## Begin
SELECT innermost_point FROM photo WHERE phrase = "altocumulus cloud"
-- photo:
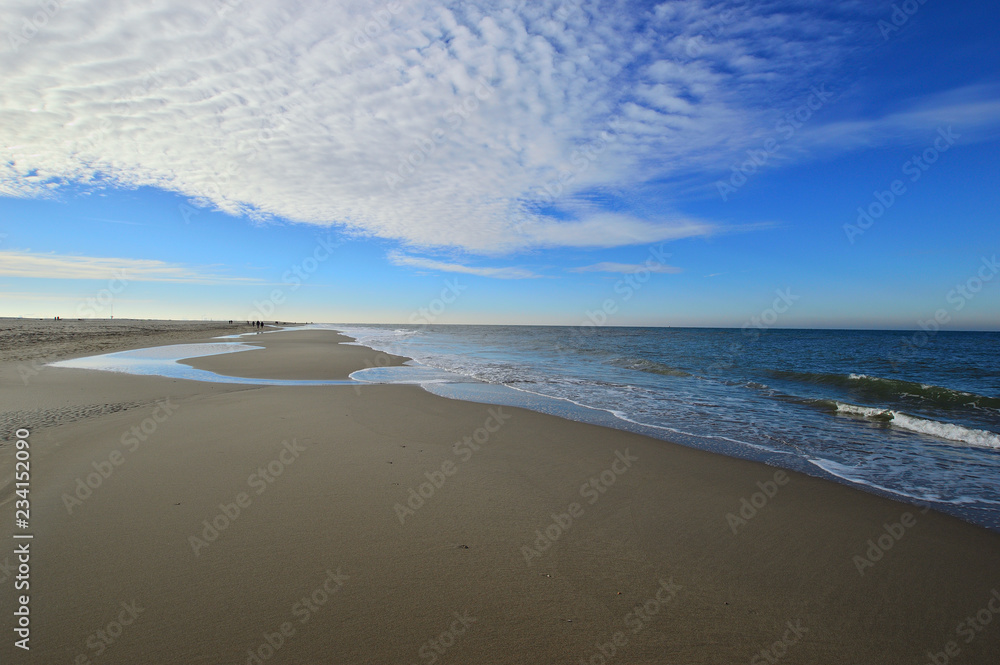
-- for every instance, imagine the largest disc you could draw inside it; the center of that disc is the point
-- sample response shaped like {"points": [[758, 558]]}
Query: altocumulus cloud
{"points": [[475, 126]]}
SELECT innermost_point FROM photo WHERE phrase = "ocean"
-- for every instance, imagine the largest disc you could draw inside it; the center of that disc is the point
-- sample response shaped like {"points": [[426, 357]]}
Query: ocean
{"points": [[910, 415]]}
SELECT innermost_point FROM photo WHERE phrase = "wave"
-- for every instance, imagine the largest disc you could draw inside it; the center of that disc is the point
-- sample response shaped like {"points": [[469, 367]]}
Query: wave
{"points": [[947, 431], [644, 365], [875, 388]]}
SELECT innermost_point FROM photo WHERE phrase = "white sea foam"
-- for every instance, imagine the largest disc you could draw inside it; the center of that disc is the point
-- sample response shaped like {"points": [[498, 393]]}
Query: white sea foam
{"points": [[973, 437], [947, 431]]}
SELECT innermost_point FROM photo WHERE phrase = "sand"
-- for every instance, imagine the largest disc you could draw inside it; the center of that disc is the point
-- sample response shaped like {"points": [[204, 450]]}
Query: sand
{"points": [[380, 524]]}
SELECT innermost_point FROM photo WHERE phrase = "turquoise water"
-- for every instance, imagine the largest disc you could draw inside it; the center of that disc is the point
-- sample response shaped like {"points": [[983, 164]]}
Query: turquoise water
{"points": [[911, 416]]}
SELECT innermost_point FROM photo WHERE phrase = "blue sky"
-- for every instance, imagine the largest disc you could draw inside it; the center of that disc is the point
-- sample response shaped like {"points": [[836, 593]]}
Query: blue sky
{"points": [[625, 163]]}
## End
→ Task description: Copy the material above exactly and drop the pictures.

→ Response:
SELECT innermost_point FROM photo WHERE phrase = "altocumulus cloud"
-- photo:
-- for every instance, imagine the largest disc you could draw inside it; the center of that disc is the point
-- sample response shaped like {"points": [[758, 558]]}
Query: altocumulus cloud
{"points": [[475, 126]]}
SELECT innermost_point FROM photo WHERE phrase = "ocean"
-- for every instance, imagine the largest disc you could draw inside it; the center of that disc is the point
-- sample response shaped like {"points": [[426, 357]]}
Query: ocean
{"points": [[910, 415]]}
SELECT innermost_point FROM photo WHERE phrase = "wave"
-- for every instance, imagine the largest disc you could draw inside it; the center of that disc is the point
-- sample response shaped like {"points": [[469, 367]]}
Query: wave
{"points": [[947, 431], [644, 365], [875, 388]]}
SELECT innermost_point FROM photo WHERE phrase = "white sea foam"
-- for every instance, imagine the largest disc you could draw inside it; the center of that disc is the point
-- sample response shaped like {"points": [[498, 393]]}
Query: white sea foam
{"points": [[973, 437], [947, 431]]}
SELECT innermost_point FROM photo WHERE phrase = "sand"
-- for every instance, imagine the largest disc you could draw inside it; the center of that disc is the point
-- sample response shaped like {"points": [[204, 450]]}
Query: sand
{"points": [[380, 524]]}
SELECT innermost_point FROM photo WHERE phrase = "turquoise water"
-- for every instance, imagine the largest disc you could draw inside it; the center of that disc is the point
-- sample response shaped like {"points": [[983, 164]]}
Query: turquoise water
{"points": [[911, 416]]}
SELECT innermost_point FROM photo WHERE phrase = "blue sky"
-- for every instance, imagine the largest disc you could draw inside it; the center of that disc is the point
-- sample response shaped like {"points": [[836, 593]]}
Query: blue sky
{"points": [[625, 163]]}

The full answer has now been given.